GIVEN TEXT:
The first part is brute force: it considers very little except adjacency and minimising the perimeter of the resulting multi-seater. Each time it is run, it generates a different result, because once you start combining constituencies you begin putting constraints on what other amalgamations can be carried out. However, we can run it many times, not just to get an average result, but also to see how much variation there is from solution to solution.

The second part, extrapolating from the actual vote, is a limitation: as already stated, people will vote differently once they understand PR. PR makes it rational to vote according to your preferences, even if your favoured party has no chance. Under FPTP, people need to vote strategically, e.g., voting Lib Dem rather than Labour because the LDs have a better chance of beating the Tories, etc. The second problem is that the FPTP voting data tells us nothing about what the pattern of transfers between parties might look like. A further problem is that certain candidates are just not put to the electorate because the party cannot afford to fund hundreds of unelectable candidates: this affects the Greens for instance, who either don’t run or get negligible support in many seats; consequently they do much worse in this analysis than they would in reality. For the larger parties (including the large regional parties) we can have more confidence in the results, at least at the broad brush-stroke level.

PROBLEMS:
1) In the passage on modeling proportional representation from first-past-the-post results, why do the Greens do worse in the analysis than they would in reality?
2) Write the next paragraph of the passage on modeling proportional representation from first-past-the-post results, starting after its final sentence.

SUPPLIED DATA:

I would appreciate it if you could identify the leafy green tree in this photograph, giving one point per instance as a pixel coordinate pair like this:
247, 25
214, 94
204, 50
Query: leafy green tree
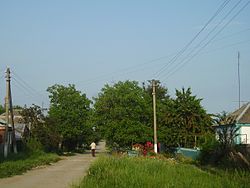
122, 114
163, 101
186, 120
70, 110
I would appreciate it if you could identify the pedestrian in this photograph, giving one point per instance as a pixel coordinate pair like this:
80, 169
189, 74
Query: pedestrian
93, 147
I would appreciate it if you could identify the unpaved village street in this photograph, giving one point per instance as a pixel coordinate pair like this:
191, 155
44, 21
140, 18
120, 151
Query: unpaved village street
58, 175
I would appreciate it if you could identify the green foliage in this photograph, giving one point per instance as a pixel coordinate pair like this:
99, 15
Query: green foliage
42, 129
21, 162
122, 114
186, 120
70, 110
144, 172
223, 152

PER-TASK ANSWERS:
1) Because the party cannot afford to fund hundreds of unelectable candidates, so in many seats it either does not run or gets negligible support.

2)
Geography, geometry and sets

The most recent four elections (2010, 2015, 2017 and 2019) were conducted with the same set of constituency boundaries. We use digital versions of these boundaries to amalgmate single-seat constituencies into multi-seaters (https://www.data.gov.uk/dataset/76a9c59b-647f-46cc-8511-1cb6d52e5f1d/westminster-parliamentary-constituencies-dec-2021-uk-buc). Only adjacent constituencies are amalgamated, and the Scottish and Welsh borders break adjacency and are respected by the results. Island constituencies have to be made “adjacent” by hand (i.e., marked as adjacent to one or more mainland constituencies), but otherwise adjacency literally means a shared boundary. The target multi-seater size is 3-7 seats (which is achieved just short of 100% of the time), and an attempt is made to minimise the resulting perimeter (which is a computationally convenient way of favoring more compact multi-seaters).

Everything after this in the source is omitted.